**WYBRANY FRAGMENT:**
_ _ _ _ _ _ _

Zakładając średnią cenę kWh na poziomie 60 gr. (taryfa G11) pełne ładowanie LEAF-a to koszt 15 zł. Za to 15 zł przejedziemy około 120 km. A jeżeli weźmiemy pod uwagę nawet kilkukrotnie tańsze nocne taryfy energii elektrycznej, okaże się, że LEAF-em możemy przemieszczać się praktycznie za darmo. Dalsze kalkulacje i porównania z Waszymi obecnymi środkami transportu pozastawiamy Wam. Wspomnijmy tylko, że gwarancja na zestaw baterii to 8 lat lub 160 tys. kilometrów.
Pod maską LEAF-a nic nie wybucha i nic się nie spala, a to oznacza całkowitą ciszę i absolutny brak wibracji w trakcie jazdy. Mało które auto potrafi zapewnić taki komfort akustyczny jak LEAF. Przy wyższych prędkościach słychać jedynie szum wiatru, przy niższych - opon. Cichutki szmer towarzyszący przyspieszaniu i liniowy charakter nabierania prędkości zapewniony przez bezstopniową skrzynię są niezwykle kojące, tak samo jak jazda za stałą prędkością. Dzięki temu LEAF staje się idealnym miejscem na chwilę relaksu po całym dniu pracy.
W LEAF-ie zasiadasz w wygodnym i obszernym fotelu, chociaż nie oczekuj od niego trzymania bocznego. Miejsca w jasnej kabinie jest pod dostatkiem, a jedynym zgrzytem w kwestii ergonomii okazuje się kierownica regulowana jedynie na wysokość. W aucie za około 150 tys. zł? Nissanie, to nie wypada. Niemniej dosyć wysokiej pozycji za kierownicą nie można nic zarzucić, a duże przeszklone powierzchnie zapewniają świetną widoczność (coraz większy rarytas w nowych samochodach).
Warto podkreślić, że LEAF to pełnowartościowe auto nawet dla 5 osób. Elektryczny Nissan jest znacznie bardziej wyrafinowany i praktyczny niż małe Mitsubishi i-Miev i jego dwa odpowiedniki od Citroena i Peugeota oferowane w podobnej cenie. W LEAF-ie z tyłu mogą zasiąść 3 osoby, a za nimi znajduje się jeszcze 330-litrowy bagażnik. Biorąc pod uwagę, że tym autem raczej nigdy nie wybierzecie się na wakacje, więcej do szczęścia nie trzeba.
Wnętrze LEAF-a (podobnie jak wygląd) można uznać za umiarkowanie futurystyczne. Wszelkie parametry jazdy wyświetlane są cyfrowo, tak jak choinka, która rozkwita na tablicy wskaźników wynagradzając nasz łagodny styl jazdy. Nawigacja na dotykowym ekranie pokazuje obszar będący w naszym zasięgu przy obecnym poziomie naładowania akumulatorów, a zamiast lewarka skrzyni mamy stylowego "grzybka" - popychasz go do tyłu i jedziesz. Dodatkowo LEAF-a łatwo połączyć ze specjalną aplikacją na smartphona. Takie "sparowanie" umożliwia sterowanie klimatyzacją i ogrzewaniem w samochodzie i ustawienie ich na ściśle określoną godzinę.

_ _ _ _ _ _ _

**MATERIAŁ ŹRÓDŁOWY:**
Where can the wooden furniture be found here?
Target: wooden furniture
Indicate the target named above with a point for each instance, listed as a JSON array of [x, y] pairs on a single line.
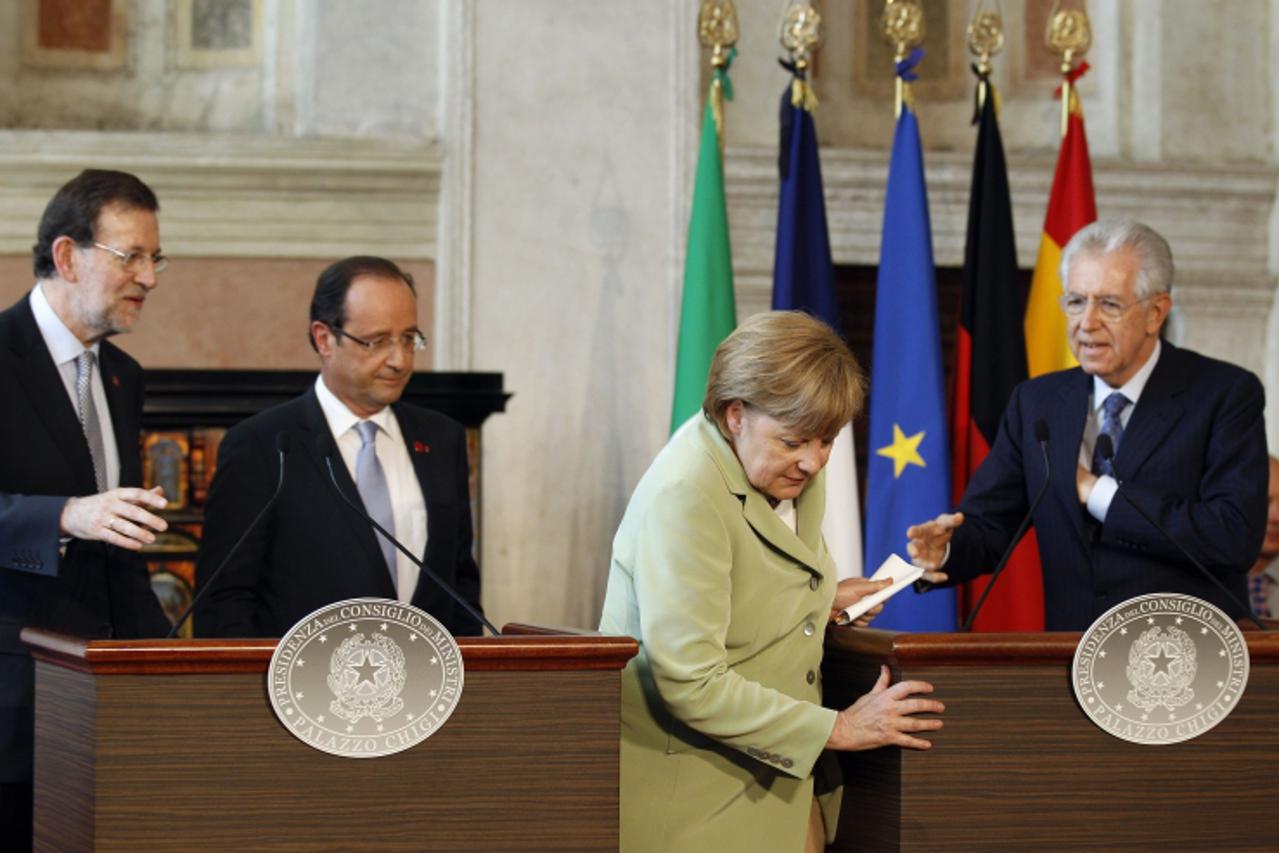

_ _ _ _ _ _ _

**ZADANIE 1:**
Przepisz bez zmian część tekstu o Nissanie LEAF: zacznij od słów "Warto podkreślić, że", a skończ po słowach "szczęścia nie trzeba.".
**ZADANIE 2:**
Sprawdź, czy stwierdzenia (a), (b) i (c) zgadzają się z tekstem o Nissanie LEAF. Do każdego podaj „tak” lub „nie” oraz przytocz dosłownie rozstrzygające słowa tekstu: (a) przy cenie 60 gr za kWh pełne ładowanie LEAF-a kosztuje 15 zł; (b) kierownicę w LEAF-ie można regulować zarówno na wysokość, jak i na głębokość; (c) gwarancja na zestaw baterii obejmuje 10 lat.

**WYNIK 1:**
Warto podkreślić, że LEAF to pełnowartościowe auto nawet dla 5 osób. Elektryczny Nissan jest znacznie bardziej wyrafinowany i praktyczny niż małe Mitsubishi i-Miev i jego dwa odpowiedniki od Citroena i Peugeota oferowane w podobnej cenie. W LEAF-ie z tyłu mogą zasiąść 3 osoby, a za nimi znajduje się jeszcze 330-litrowy bagażnik. Biorąc pod uwagę, że tym autem raczej nigdy nie wybierzecie się na wakacje, więcej do szczęścia nie trzeba.

**WYNIK 2:**
(a) Tak: „Zakładając średnią cenę kWh na poziomie 60 gr. (taryfa G11) pełne ładowanie LEAF-a to koszt 15 zł.”
(b) Nie: „kierownica regulowana jedynie na wysokość”.
(c) Nie: „gwarancja na zestaw baterii to 8 lat lub 160 tys. kilometrów”.